Assignment: Write out again only the lines running from the one that contains "Using the labeling tool, outline every white electrical" to the end of the records below, including both the first and the last.

----------------

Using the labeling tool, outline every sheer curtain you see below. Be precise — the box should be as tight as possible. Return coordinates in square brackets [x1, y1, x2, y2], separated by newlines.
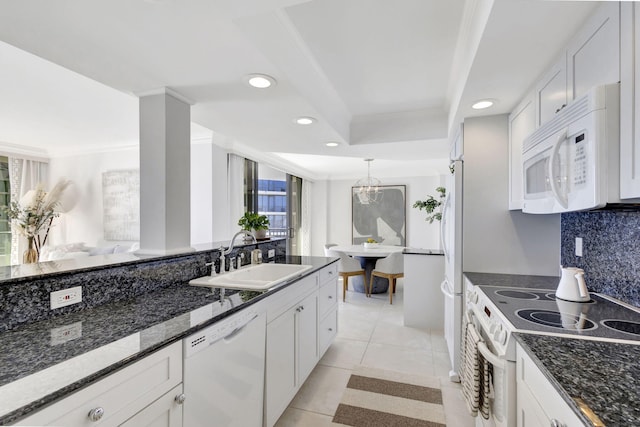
[8, 157, 48, 265]
[300, 179, 312, 256]
[227, 153, 245, 236]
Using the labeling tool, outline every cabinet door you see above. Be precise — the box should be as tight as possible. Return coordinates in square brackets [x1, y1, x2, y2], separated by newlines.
[265, 308, 296, 427]
[296, 292, 318, 385]
[509, 91, 536, 210]
[620, 2, 640, 199]
[516, 382, 549, 427]
[535, 56, 567, 127]
[119, 385, 183, 427]
[567, 2, 620, 101]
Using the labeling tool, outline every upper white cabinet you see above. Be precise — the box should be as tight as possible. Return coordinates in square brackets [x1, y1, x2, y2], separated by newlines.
[509, 90, 536, 210]
[535, 56, 567, 127]
[567, 2, 620, 102]
[620, 2, 640, 199]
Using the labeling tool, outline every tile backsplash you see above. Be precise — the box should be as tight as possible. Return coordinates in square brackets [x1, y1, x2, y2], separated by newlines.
[561, 211, 640, 307]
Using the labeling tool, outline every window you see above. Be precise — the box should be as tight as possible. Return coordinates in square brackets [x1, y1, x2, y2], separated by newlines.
[0, 157, 10, 266]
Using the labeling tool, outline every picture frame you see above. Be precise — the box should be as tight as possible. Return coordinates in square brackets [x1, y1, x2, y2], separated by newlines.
[352, 185, 406, 246]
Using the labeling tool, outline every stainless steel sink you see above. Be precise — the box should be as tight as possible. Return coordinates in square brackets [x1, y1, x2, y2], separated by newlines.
[188, 263, 313, 291]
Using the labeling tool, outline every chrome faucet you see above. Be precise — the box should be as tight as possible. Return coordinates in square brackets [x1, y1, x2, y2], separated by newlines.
[220, 230, 256, 273]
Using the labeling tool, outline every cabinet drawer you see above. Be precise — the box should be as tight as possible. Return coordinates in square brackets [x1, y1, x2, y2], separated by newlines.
[318, 278, 338, 318]
[16, 341, 182, 426]
[319, 309, 338, 357]
[319, 263, 338, 285]
[266, 274, 318, 323]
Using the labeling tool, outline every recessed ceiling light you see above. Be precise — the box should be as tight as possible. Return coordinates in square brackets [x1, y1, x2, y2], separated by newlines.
[471, 99, 495, 110]
[246, 74, 276, 89]
[296, 116, 316, 125]
[326, 142, 339, 147]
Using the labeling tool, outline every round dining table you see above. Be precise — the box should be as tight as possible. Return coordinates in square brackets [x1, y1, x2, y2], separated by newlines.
[330, 244, 405, 294]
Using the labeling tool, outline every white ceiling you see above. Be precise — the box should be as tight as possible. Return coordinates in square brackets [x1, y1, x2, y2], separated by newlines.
[0, 0, 598, 180]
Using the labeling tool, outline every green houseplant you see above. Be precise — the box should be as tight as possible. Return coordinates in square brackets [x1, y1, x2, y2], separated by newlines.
[238, 212, 270, 239]
[413, 186, 446, 224]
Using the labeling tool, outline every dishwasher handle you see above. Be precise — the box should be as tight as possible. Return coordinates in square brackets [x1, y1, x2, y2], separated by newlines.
[211, 313, 259, 345]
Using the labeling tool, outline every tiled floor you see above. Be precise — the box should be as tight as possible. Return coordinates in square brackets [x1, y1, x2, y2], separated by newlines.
[274, 278, 475, 426]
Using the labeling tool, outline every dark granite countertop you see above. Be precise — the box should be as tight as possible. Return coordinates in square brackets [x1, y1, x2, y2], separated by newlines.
[464, 271, 559, 290]
[515, 333, 640, 426]
[0, 255, 335, 425]
[402, 248, 444, 256]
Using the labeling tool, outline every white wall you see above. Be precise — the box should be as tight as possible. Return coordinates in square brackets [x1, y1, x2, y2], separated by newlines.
[462, 114, 560, 275]
[309, 175, 445, 256]
[48, 147, 139, 247]
[191, 141, 213, 245]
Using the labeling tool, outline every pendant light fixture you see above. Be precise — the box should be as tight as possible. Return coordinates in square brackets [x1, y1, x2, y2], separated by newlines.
[354, 159, 383, 204]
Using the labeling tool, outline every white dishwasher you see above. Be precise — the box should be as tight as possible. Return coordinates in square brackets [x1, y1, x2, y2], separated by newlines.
[183, 306, 266, 427]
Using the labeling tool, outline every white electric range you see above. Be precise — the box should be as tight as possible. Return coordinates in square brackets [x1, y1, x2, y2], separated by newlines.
[464, 277, 640, 427]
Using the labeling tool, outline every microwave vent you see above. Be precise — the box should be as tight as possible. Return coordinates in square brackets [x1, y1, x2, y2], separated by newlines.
[523, 85, 613, 153]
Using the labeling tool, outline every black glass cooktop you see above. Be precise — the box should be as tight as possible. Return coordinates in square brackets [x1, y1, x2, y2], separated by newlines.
[478, 286, 640, 342]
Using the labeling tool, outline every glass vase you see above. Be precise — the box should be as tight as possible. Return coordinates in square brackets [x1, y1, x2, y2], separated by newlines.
[23, 236, 38, 264]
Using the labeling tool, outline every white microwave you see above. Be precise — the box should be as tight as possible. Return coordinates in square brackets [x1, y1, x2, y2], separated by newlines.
[522, 83, 621, 214]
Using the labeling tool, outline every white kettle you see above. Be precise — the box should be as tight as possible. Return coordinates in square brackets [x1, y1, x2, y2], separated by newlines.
[555, 266, 590, 302]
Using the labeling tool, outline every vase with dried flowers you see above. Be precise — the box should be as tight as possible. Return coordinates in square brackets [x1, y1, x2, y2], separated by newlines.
[5, 178, 71, 263]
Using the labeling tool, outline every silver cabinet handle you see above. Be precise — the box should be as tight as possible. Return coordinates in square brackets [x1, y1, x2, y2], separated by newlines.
[88, 407, 105, 422]
[328, 328, 333, 332]
[328, 295, 333, 299]
[175, 393, 186, 405]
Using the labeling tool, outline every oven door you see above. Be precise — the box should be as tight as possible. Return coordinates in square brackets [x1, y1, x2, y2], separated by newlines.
[467, 314, 516, 427]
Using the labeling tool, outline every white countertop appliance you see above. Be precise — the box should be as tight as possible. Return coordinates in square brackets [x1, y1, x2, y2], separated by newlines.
[522, 83, 626, 214]
[464, 278, 640, 427]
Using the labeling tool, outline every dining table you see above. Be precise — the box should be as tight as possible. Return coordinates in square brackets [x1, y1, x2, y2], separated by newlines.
[330, 244, 405, 294]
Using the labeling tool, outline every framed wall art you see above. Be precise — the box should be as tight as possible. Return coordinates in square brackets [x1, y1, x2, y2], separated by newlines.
[352, 185, 406, 245]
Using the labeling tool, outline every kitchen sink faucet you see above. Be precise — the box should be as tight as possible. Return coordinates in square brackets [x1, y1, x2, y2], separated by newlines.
[220, 230, 257, 273]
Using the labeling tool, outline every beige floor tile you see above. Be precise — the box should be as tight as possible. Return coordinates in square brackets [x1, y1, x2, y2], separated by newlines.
[441, 381, 475, 426]
[360, 342, 435, 377]
[319, 338, 368, 369]
[370, 321, 433, 350]
[289, 365, 352, 416]
[274, 407, 335, 427]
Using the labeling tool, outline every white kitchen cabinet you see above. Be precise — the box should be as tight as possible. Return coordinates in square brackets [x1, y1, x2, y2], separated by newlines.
[508, 90, 536, 210]
[15, 341, 183, 427]
[264, 276, 319, 427]
[567, 2, 620, 102]
[318, 262, 338, 357]
[535, 55, 567, 127]
[620, 2, 640, 199]
[516, 343, 583, 427]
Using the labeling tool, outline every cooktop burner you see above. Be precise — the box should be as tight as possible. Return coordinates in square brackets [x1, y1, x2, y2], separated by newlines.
[516, 309, 597, 331]
[477, 285, 640, 342]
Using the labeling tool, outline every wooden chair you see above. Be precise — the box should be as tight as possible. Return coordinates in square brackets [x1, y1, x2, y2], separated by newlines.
[326, 248, 365, 301]
[370, 252, 404, 304]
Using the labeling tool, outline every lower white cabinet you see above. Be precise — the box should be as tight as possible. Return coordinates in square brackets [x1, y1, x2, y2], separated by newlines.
[516, 343, 583, 427]
[264, 263, 338, 427]
[15, 341, 183, 427]
[265, 290, 318, 427]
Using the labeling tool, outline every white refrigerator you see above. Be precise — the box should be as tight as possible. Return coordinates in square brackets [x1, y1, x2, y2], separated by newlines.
[440, 116, 561, 382]
[440, 158, 463, 382]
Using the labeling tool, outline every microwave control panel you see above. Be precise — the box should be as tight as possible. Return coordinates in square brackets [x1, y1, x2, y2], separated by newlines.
[573, 132, 587, 186]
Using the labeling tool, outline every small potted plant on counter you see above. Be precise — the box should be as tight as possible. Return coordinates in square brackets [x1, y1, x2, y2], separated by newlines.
[238, 212, 270, 240]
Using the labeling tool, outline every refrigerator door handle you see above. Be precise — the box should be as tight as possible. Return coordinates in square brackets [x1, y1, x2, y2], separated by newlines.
[440, 193, 451, 261]
[440, 279, 454, 298]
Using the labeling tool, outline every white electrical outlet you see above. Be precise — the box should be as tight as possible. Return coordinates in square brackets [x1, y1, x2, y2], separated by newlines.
[575, 237, 583, 257]
[268, 249, 275, 258]
[50, 286, 83, 310]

----------------

Your response:
Using the labeling tool, outline every white electrical outlet you see above. Be precise — the box should be as tight as possible. Return coordinates in square brackets [x1, y1, x2, y2], separated by newlines.
[575, 237, 583, 257]
[268, 249, 275, 258]
[50, 286, 83, 310]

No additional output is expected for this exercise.